*** Supplied passage Section Begins ***

Zhai said China’s anti-monopoly law, which came into effect in 2008, was just a legal framework with few implementation details for specific businesses, leaving antitrust law enforcers with the task of finding ways to regulate the internet industry and platform enterprises.

“The latest plan from the state council and the new regulations released recently will help establish a unified and clear standard for antitrust enforcement in the internet industry,” he added.

Zhang Gong, the head of the State Administration for Market Regulation, said last month that one of the top priorities for 2021 was to enhance antitrust regulation.

Until recently, China’s antitrust regulators have mainly targeted players in traditional industries such as utilities and pharmaceuticals, according to a recent Post review of more than 100 Chinese antitrust cases over the last 12 years.

However, the central government is in the process of updating laws to address changes to the economy brought about by technology.

*** Supplied passage Section Ends ***
*** Data listing Section Begins ***

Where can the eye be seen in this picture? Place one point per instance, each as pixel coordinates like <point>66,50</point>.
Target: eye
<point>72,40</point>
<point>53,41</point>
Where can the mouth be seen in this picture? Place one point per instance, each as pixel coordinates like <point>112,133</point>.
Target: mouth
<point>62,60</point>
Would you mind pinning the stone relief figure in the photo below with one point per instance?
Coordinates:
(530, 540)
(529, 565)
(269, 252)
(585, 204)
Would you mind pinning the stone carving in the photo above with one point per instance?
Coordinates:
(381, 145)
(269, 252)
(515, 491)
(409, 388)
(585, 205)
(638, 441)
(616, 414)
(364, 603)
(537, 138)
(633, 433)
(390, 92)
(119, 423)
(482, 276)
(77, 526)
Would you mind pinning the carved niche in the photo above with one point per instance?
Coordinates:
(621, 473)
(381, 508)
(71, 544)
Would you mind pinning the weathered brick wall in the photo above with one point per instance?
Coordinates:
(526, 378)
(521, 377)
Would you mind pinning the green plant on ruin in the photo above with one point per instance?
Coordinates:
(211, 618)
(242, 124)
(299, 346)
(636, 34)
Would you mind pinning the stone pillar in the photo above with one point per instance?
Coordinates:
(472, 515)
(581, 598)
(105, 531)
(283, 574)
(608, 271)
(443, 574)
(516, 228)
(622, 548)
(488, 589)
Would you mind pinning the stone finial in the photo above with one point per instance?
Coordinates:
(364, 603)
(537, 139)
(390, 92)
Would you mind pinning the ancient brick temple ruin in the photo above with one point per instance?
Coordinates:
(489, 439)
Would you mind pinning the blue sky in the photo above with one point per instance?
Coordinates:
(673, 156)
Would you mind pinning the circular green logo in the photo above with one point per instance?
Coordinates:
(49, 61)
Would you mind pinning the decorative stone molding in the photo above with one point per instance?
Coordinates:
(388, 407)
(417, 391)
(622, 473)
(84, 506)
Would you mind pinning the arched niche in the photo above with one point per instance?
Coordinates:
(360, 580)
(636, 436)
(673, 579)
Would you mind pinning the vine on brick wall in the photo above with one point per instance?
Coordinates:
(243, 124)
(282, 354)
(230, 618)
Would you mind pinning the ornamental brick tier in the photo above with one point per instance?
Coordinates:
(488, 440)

*** Data listing Section Ends ***

#### [Using the information]
(1) Answer these questions from the passage on China's antitrust regulation:
(a) In what year did China's anti-monopoly law come into effect?
(b) Who is the head of the State Administration for Market Regulation?
(c) Which traditional industries have China's antitrust regulators mainly targeted?
(2) Write the next part of the passage on China's antitrust regulation, picking up after its final sentence.
The data was taken from a different source than the passage.

#### [Numbered answers]
(1)
(a) 2008
(b) Zhang Gong
(c) Utilities and pharmaceuticals

(2)
To that end, the top leadership has decided it is now time to rein in the unchecked growth of the country’s tech giants. Meanwhile, China’s official media, including the People’s Daily, said the antitrust probe was not intended to bring about a “winter” in the industry, but rather “a new starting point”.

Under the new plan, authorities also said they will “guide healthy development” of platform enterprises, particularly those in “online healthcare, online education, third-party logistics service, real-time delivery, online office [software] and online administrative services.”